**Cuplikan halaman:**
• • •

Dan bila semangat pro investor  terus dipertahankan menjadi landasan upaya kebijakan penguasa  tentu gelombang mobilisasi masa akan terus dilakukan oleh para buruh. Bagi para buruh, aksi masa kali ini bukan hanya sekedar upaya geretakan semata. Namun akumulasi kekecewaaan yang telah panjang sekitar pertengahan decade 80-an, dunia ketenagakerjaan di negeri ini di warnai berbagai peristiwa, terutama kegelisahan dan kemarahan akibat buruknya kondisi kerja, outsoursing, upah rendah, rendahnya jaminan social, jaminan kesehatan, keselamatan kerja dan jaminan lainnya. Akibatnya hampir tahun-tahun yang dilaluinya, para buruh melakukan unjuk rasa, pemogokan di setiap kawasan industri. Bahkan ancaman kali ini  dikeluarkan oleh SPSI, KASBI, FSPMI, KSPI, MPBI,  yang beranggotakan  ratus ribuan orang mengancam mogok nasional . Begitupun dari serikat-serikat buruh lainnya. Karena outsorsing, upah buruh dan kesejahteraan masih menjadi momok bagi para buruh yang tentu  melahirkan permasalahan sosial. Padahal para buruh berharap dengan pemerintahan yang sekarang memperoleh kepastian akan pemenuhan, penghormatan, perlindungan hak-hak para buruh.
Munculnya serikat buruh disertai dengan aksi-aksi masa buruh dipenghujung abad  diawal abad 21 tentu bukan tak beralasan. Yang paling sederhana kemunculannya bertolak dari kepentingan langsung untuk perbaikan syarat-syarat ekonomi dan social bagi kehidupan kaum buruh/pekerja. Bahkan lebih jauk di masyarakat modern (kapitalis) kepentingan menyatukan kekuatan diri karena para buruh akan berhadapan dengan kekuatan pasar dan modal yang lebih unggul. Disisi lain kedudukan negara lemah. Maka sangat sulit dipungkiri bila terjadi neo imperialisme dilakukan oleh pasar dan modal ke negara-negara berkembang. Akibatnya buruh murah, daya tawar buruh rendah, regulasi yang semestinya menjamin hak-hak buruh tak pernah terjadi. Yang ada adalah sederet aturan yang membatasi para buruh untuk menuntut hak-haknya.
Disisi lain dengan membanjirnya kaum investor  yang tak terkendali dapat dicatat berbagai dampak negatif dari meningkatnya investasi ke wilayah eksploitasi diantaranya: pertama, hilangnya peran negara dalam pengaturan kekayaan . Kedua, melemahnya pera negara dalam memberi perlindungan kepada rakyat dan atau para buruh yang mengalami dampak langsung dari eksploitasi itu. Ketiga, meningkatnya kekuasaan pemerintah dalam mempromosikan kepentingan dan melindungi perusahaan-perusaan transnasional. Keempat, meningkatnya pelanggaran HAM kepada warga yang hidup di sekitar lokasi proyek maupun sebagai para pekerja/buruh. Kelima,meningkatnya masalah lingkungan, seperti kesehatan, berkurangnya sumber air bersih, degradasi tanah akibat limbah industri, . Keenam, ketidak jelasan dan minimnya royalti yang diterima para buruh, selain bertambahnya kemiskinan dan lahirnya ketidakadilan. Ketujuh, menyempitnya lahan-lahan produktif berubah menjadi kawasan industri.

• • •

**Kerjakan berikut ini:**
1. Kembalikan bagian teks tentang buruh itu persis seperti aslinya, semuanya mulai dari "Munculnya serikat buruh" hingga "untuk menuntut hak-haknya.".
2. Dalam teks tentang buruh, serikat mana saja yang disebut mengeluarkan ancaman mogok nasional?

• • •

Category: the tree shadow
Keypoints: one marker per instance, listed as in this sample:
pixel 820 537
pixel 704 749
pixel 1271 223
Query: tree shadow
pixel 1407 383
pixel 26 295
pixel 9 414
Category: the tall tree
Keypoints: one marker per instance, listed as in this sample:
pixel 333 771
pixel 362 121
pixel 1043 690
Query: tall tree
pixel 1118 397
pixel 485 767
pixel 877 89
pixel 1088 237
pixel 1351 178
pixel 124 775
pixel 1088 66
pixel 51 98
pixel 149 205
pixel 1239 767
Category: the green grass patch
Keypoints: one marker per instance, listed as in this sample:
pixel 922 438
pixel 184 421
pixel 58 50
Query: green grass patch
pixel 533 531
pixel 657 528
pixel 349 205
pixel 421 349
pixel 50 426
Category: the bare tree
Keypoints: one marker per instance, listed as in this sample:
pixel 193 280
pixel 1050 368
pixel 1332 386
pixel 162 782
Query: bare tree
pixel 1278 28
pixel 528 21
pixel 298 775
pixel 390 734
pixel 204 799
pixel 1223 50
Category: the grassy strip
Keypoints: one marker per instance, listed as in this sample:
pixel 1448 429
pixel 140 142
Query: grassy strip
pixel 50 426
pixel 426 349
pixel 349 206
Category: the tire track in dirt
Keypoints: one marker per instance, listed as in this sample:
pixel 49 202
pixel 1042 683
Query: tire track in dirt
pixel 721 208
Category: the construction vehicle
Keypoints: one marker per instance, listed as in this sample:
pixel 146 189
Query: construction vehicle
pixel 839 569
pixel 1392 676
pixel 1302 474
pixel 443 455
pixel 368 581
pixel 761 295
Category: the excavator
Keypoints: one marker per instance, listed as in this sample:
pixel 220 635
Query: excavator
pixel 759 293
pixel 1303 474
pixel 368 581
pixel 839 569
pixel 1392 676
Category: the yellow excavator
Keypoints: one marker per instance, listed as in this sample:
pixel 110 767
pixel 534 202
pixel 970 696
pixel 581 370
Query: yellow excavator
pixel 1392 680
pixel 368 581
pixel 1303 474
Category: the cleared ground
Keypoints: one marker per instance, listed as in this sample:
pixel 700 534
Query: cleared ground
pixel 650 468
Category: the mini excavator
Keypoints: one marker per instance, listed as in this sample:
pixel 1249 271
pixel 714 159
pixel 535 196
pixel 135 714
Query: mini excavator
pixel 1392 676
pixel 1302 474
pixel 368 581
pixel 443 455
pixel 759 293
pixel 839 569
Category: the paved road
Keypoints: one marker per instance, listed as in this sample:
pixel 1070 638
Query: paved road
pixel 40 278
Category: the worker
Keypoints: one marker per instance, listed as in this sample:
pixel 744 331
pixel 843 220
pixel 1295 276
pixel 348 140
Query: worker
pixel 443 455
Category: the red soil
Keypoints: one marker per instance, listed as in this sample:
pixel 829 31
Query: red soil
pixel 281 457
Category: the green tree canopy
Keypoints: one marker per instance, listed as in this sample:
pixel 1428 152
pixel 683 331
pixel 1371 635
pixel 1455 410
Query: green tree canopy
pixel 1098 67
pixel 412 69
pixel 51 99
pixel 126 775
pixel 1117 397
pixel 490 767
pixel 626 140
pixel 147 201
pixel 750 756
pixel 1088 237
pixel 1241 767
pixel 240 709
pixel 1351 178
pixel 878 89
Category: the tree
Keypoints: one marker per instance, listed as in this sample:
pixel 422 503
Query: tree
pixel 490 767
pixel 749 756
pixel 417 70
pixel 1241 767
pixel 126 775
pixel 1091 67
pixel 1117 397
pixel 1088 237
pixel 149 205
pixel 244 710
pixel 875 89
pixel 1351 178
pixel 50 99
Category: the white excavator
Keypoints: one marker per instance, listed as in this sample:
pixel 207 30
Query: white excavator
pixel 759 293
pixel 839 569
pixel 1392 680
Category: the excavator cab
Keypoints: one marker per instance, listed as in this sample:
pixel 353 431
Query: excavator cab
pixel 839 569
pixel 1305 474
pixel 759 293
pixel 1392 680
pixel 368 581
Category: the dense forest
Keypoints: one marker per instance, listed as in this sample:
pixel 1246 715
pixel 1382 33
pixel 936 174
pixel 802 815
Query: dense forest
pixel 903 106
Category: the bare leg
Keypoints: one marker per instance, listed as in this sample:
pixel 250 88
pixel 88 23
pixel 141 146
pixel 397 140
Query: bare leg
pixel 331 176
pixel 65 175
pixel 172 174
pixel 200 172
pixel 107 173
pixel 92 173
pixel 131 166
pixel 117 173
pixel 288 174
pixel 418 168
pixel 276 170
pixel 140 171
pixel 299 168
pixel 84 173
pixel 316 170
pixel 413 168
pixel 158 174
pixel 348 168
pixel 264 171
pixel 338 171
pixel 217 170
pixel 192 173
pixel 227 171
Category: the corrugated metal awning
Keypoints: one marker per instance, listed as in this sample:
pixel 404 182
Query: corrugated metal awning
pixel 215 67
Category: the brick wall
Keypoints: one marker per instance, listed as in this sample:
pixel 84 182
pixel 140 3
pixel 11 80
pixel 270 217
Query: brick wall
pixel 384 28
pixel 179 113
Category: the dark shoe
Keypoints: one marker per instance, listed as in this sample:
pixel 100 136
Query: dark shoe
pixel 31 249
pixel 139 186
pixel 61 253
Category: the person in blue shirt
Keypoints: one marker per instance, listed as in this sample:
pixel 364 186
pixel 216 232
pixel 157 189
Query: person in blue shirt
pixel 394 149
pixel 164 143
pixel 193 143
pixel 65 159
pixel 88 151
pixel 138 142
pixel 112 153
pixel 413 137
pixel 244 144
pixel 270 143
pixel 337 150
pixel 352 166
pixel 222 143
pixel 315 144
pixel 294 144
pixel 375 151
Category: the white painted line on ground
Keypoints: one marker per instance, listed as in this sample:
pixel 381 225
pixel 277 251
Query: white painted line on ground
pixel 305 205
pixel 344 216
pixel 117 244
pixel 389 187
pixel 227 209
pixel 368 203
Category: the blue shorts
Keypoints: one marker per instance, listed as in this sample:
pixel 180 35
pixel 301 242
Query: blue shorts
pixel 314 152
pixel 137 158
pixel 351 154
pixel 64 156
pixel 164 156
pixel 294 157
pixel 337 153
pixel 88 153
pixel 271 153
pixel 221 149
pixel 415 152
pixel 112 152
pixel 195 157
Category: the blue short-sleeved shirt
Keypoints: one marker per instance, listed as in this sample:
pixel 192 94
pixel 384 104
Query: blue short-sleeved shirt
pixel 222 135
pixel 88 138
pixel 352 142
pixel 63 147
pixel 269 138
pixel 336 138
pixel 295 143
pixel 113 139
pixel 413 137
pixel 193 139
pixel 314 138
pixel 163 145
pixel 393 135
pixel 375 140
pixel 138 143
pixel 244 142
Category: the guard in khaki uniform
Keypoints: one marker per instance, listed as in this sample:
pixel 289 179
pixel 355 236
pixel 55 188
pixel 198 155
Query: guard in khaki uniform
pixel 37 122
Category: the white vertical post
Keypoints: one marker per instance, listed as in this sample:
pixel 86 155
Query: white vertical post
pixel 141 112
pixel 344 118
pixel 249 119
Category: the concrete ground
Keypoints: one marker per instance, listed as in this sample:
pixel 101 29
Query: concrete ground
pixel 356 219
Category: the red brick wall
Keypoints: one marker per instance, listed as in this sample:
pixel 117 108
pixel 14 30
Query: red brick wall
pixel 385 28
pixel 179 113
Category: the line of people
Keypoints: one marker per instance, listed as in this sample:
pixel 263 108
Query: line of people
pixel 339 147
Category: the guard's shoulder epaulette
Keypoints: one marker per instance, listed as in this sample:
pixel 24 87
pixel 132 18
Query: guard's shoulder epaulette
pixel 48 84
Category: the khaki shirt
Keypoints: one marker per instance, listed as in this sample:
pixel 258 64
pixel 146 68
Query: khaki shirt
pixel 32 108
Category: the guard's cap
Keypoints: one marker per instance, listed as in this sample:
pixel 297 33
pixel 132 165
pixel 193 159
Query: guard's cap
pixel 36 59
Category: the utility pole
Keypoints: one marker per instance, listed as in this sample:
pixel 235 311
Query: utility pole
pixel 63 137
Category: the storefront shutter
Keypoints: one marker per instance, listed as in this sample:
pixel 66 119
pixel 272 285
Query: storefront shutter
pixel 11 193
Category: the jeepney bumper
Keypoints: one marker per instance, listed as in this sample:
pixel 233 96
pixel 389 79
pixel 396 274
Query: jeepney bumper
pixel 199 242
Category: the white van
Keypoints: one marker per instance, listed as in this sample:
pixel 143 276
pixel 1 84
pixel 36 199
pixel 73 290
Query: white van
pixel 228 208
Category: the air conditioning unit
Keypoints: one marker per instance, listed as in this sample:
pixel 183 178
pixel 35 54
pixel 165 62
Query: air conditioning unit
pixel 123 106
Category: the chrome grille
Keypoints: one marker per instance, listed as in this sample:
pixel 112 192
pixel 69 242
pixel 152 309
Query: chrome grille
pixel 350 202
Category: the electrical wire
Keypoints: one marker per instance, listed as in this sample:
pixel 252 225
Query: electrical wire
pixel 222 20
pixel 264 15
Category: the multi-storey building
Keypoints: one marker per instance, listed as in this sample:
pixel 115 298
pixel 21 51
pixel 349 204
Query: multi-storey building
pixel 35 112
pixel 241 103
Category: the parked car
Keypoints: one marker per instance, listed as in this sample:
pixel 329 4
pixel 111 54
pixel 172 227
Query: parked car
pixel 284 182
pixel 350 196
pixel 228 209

• • •

**Hasil latihan:**
1.
Munculnya serikat buruh disertai dengan aksi-aksi masa buruh dipenghujung abad  diawal abad 21 tentu bukan tak beralasan. Yang paling sederhana kemunculannya bertolak dari kepentingan langsung untuk perbaikan syarat-syarat ekonomi dan social bagi kehidupan kaum buruh/pekerja. Bahkan lebih jauk di masyarakat modern (kapitalis) kepentingan menyatukan kekuatan diri karena para buruh akan berhadapan dengan kekuatan pasar dan modal yang lebih unggul. Disisi lain kedudukan negara lemah. Maka sangat sulit dipungkiri bila terjadi neo imperialisme dilakukan oleh pasar dan modal ke negara-negara berkembang. Akibatnya buruh murah, daya tawar buruh rendah, regulasi yang semestinya menjamin hak-hak buruh tak pernah terjadi. Yang ada adalah sederet aturan yang membatasi para buruh untuk menuntut hak-haknya.

2. SPSI, KASBI, FSPMI, KSPI, dan MPBI.